TEXTO CITADO:
A.C.: Isso explica em parte o recurso
à fragmentação.
O.B.: Pois é, a fragmentação é um
recurso extremamente utilizado, poder-se-á dizer banal até. No entanto, eu não
procuro a originalidade, de facto essa é uma questão que nem sequer me coloco.
Para mim é suficiente estabelecer uma
ligação e sentir o passo de uma intensidade, de um estremecimento quando
configuro as minhas pinturas em função daquela semelhança que eu acredito ver.
Noutras palavras, tento configurar um possível percurso, que não é nunca
linear, através da utilização dos recursos que estão a meu dispor, tentando que
o seu uso se enquadre numa lógica que beneficie aquela intensidade ou
estremecimento, de modo a ter, por um momento, uma certa lucidez extremamente
diáfana e transparente.
Lisboa,
Abril de 2004
“A Política discriminatória
do contorno limite”
Augusto
Carvacho (A.C.):
Como é que surge um título deste tipo?
Oscar
Baeza (O.B.): Foi
consequência de uma serie de situações absolutamente diferentes mas que,
curiosamente, convergiam todas no título, ou pelo menos nisso acreditei no
momento em que o pensei. Avanço, entre outros possíveis motivos, estes dois. Em
primeiro lugar, dar uma certa ideia de continuidade à investigação pictórica
iniciada na exposição “Era Necessário” e, por outro lado, estabelecer uma
ligação com a minha limitada – e sublinho limitada – experiência como professor
de crianças. A minha actividade docente desenvolveu-se sempre no âmbito
universitário, de modo que para mim foi uma verdadeira surpresa trabalhar com
crianças de 8 e 9 anos. Verifiquei, então, a importância que tem para algumas
delas o contorno numa pintura. Foi deveras difícil chegar a um consenso nessa mataria.
A verdade é que não alcançamos consenso nenhum! Simplesmente vi-me ultrapassado
pela ditadura do contorno. A partir daí, a paranoia instalou-se e, no interior
de essa loucura, tive a certeza de toda uma lógica discriminatória que se
verifica ou se faz mais intensa nos limites, sejam das coisas, das ideias ou
das pessoas.
A.C.: Uma espécie de fundamento
básico ou originário. Daí o caracter programático e, portanto, político.
O.B.: Bom, a sua ideia tem um
percurso conclusivo correcto. No entanto, e sem desconhecer a pertinência da
sua conclusão, prefiro salientar o funcionamento do aspecto paranoico, ou seja,
uma lógica obsessiva e doentia, altamente improvável num território
exclusivamente racional, mas, intensamente motivadora e potenciadora de novas
pesquisas e relações. Para já, vou reler o “método paranoico-crítico” de Dalí,
talvez possa reconciliar-me com o pintor surrealista.

REGISTOS APRESENTADOS:
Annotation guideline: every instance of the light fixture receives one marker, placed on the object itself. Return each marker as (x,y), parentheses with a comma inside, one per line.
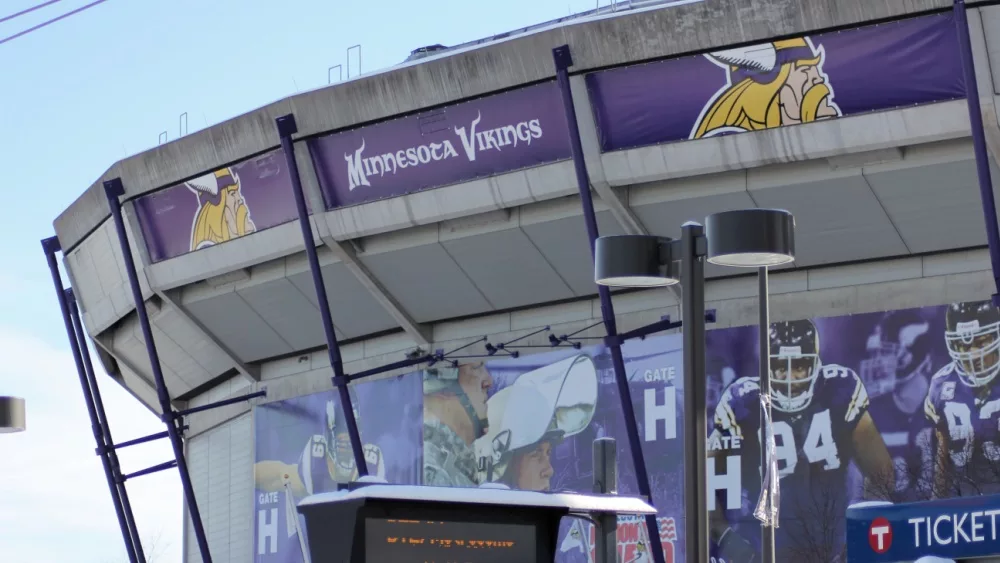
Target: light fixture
(11,415)
(634,261)
(751,238)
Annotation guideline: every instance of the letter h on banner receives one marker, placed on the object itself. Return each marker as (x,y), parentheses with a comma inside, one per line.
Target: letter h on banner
(563,60)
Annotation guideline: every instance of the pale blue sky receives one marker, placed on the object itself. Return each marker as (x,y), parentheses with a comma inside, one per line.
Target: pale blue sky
(80,94)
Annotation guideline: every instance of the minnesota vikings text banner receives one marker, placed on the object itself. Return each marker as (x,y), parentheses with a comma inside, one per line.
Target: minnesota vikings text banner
(217,207)
(475,139)
(787,82)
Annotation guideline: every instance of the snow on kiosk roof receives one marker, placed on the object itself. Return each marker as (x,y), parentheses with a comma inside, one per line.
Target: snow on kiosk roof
(572,502)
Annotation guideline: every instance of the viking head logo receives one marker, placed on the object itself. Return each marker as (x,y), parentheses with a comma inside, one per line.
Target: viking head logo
(222,212)
(769,85)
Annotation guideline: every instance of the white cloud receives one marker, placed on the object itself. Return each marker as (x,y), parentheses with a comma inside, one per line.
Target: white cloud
(54,501)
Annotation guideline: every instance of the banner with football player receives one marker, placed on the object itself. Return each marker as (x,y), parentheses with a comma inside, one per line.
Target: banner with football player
(302,447)
(899,406)
(891,406)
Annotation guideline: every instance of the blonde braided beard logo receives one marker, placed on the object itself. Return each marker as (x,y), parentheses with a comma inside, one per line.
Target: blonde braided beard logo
(774,94)
(224,220)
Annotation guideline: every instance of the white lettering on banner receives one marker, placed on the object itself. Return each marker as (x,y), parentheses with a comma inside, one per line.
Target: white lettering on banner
(666,374)
(655,412)
(267,529)
(361,168)
(731,481)
(719,442)
(956,528)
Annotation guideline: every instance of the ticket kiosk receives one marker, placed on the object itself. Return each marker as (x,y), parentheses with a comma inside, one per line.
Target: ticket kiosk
(414,524)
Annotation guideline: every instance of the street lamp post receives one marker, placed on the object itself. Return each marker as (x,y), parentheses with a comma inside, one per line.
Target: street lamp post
(758,238)
(754,237)
(12,415)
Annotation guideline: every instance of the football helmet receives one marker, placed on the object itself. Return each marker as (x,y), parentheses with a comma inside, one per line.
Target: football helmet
(794,363)
(899,351)
(337,437)
(972,335)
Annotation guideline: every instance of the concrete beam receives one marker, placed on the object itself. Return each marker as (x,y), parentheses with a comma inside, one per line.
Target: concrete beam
(141,388)
(616,39)
(250,372)
(347,252)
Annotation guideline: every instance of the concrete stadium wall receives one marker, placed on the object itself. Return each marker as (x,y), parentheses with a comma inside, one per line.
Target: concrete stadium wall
(220,444)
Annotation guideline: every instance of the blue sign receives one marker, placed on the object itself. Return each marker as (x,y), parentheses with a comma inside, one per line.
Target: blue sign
(957,528)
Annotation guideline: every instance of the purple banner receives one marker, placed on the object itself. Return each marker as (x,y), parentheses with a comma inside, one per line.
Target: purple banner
(858,403)
(787,82)
(476,139)
(220,206)
(302,448)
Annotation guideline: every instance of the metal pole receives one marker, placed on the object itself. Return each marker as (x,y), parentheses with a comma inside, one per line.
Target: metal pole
(102,418)
(979,143)
(605,483)
(764,327)
(114,189)
(563,60)
(51,246)
(694,248)
(287,128)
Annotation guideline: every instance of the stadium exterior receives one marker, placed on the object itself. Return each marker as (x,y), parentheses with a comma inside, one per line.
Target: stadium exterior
(885,197)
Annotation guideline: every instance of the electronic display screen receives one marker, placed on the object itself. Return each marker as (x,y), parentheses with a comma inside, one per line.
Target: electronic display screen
(427,541)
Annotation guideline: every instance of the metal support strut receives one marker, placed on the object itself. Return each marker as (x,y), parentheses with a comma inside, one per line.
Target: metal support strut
(979,144)
(563,60)
(98,418)
(106,448)
(287,128)
(114,189)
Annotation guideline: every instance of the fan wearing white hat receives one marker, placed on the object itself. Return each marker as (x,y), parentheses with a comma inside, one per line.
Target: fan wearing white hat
(454,417)
(222,212)
(529,417)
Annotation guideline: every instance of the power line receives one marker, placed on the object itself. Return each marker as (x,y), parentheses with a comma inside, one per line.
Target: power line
(29,10)
(49,22)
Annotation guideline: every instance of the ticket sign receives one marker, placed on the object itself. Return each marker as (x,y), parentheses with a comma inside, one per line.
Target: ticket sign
(959,528)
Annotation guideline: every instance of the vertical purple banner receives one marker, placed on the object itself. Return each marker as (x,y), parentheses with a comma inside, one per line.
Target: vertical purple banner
(302,448)
(860,404)
(220,206)
(475,139)
(781,83)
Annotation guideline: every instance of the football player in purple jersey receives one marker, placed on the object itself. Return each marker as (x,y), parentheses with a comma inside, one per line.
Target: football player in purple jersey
(897,375)
(963,403)
(821,424)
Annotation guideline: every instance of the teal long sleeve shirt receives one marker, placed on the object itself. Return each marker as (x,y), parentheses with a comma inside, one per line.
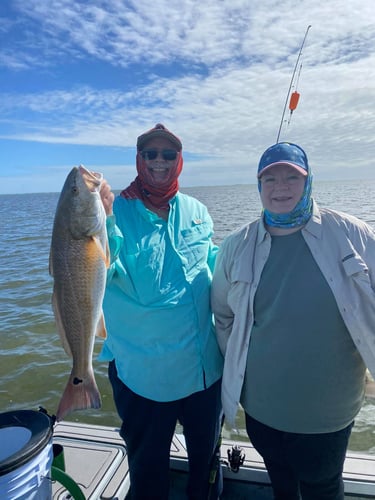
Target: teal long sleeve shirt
(157,300)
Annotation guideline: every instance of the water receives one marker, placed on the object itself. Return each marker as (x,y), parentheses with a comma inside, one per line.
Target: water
(33,366)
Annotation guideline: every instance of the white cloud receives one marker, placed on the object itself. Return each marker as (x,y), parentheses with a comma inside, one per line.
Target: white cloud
(217,73)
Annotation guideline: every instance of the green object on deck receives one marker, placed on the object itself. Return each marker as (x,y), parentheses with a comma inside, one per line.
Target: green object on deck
(63,478)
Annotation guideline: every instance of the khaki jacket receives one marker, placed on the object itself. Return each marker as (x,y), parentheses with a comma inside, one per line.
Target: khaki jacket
(344,249)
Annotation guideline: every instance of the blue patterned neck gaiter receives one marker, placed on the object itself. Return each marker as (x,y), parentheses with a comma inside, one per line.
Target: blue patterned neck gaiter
(298,216)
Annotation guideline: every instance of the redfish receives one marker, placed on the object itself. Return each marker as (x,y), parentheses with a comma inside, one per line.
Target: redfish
(79,259)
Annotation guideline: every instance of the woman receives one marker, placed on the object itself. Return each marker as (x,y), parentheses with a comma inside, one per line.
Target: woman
(294,306)
(164,362)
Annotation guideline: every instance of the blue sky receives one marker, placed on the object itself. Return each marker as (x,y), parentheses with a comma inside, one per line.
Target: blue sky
(80,80)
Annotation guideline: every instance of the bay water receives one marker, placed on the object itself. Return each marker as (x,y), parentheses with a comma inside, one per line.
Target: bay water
(33,365)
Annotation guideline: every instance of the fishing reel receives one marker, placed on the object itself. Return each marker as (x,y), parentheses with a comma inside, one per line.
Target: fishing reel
(236,458)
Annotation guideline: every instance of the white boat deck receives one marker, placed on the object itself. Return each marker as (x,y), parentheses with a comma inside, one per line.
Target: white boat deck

DETALHES DO PROBLEMA: Na entrevista sobre pintura, que idades tinham as crianças com quem Oscar Baeza trabalhou como professor?

RESPOSTA ESCRITA: As crianças tinham 8 e 9 anos.